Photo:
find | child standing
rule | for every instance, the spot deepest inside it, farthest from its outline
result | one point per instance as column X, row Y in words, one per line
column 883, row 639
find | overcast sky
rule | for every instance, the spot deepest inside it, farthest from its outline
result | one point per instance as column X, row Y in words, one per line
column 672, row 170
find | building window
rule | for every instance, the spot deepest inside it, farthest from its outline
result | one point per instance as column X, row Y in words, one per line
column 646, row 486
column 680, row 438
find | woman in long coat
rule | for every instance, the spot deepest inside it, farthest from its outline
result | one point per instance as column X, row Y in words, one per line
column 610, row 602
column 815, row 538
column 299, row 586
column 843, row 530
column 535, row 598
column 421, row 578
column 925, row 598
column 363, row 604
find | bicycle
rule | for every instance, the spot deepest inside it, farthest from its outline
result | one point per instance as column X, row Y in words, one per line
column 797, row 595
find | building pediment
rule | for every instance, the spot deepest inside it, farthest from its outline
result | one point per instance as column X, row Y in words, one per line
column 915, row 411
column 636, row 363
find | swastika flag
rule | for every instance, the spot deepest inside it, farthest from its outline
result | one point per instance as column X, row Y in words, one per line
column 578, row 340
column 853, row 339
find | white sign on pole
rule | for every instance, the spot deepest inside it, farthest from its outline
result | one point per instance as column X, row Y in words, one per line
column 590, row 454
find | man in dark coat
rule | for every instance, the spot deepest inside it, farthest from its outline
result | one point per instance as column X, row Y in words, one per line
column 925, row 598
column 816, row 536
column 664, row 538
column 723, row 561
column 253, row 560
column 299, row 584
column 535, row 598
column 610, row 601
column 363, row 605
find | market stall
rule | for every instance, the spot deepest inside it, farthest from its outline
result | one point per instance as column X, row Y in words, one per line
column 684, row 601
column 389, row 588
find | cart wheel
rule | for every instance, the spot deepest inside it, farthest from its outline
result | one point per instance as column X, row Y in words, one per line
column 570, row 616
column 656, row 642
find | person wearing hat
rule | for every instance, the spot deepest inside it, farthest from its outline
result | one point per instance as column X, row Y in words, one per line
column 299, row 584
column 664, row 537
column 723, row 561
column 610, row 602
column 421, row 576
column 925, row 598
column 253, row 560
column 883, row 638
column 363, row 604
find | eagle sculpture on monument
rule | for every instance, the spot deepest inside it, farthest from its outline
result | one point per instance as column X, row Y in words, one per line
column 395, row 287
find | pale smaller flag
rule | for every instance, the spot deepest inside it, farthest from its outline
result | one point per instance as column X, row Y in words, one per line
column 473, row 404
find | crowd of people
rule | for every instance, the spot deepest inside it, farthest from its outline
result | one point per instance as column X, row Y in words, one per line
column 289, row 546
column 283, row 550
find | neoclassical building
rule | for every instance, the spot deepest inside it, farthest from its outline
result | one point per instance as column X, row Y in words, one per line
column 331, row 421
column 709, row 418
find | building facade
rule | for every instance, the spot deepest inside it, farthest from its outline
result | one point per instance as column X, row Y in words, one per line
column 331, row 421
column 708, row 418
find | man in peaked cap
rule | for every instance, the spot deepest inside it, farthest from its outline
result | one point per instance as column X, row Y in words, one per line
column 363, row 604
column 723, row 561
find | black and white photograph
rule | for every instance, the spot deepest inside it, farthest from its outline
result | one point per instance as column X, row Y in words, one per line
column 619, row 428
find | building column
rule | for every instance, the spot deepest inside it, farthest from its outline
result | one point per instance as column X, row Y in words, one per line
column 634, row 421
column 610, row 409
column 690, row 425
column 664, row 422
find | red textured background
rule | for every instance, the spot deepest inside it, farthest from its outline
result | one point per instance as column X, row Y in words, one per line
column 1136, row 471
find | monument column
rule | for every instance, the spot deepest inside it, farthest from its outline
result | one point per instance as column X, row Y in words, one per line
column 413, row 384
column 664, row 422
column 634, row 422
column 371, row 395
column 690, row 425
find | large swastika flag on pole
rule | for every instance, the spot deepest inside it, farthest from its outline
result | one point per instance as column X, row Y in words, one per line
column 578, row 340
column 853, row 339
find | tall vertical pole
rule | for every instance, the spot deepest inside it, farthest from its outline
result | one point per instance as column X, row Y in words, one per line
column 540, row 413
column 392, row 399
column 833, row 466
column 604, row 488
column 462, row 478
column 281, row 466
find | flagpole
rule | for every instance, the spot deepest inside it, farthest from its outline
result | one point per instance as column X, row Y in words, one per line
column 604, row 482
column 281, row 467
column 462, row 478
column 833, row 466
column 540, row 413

- - - - -

PROBLEM DESCRIPTION: Where a line of the material holds the word "monument", copy that line.

TASK RESPONSE:
find | eagle sculpture on monument
find | monument column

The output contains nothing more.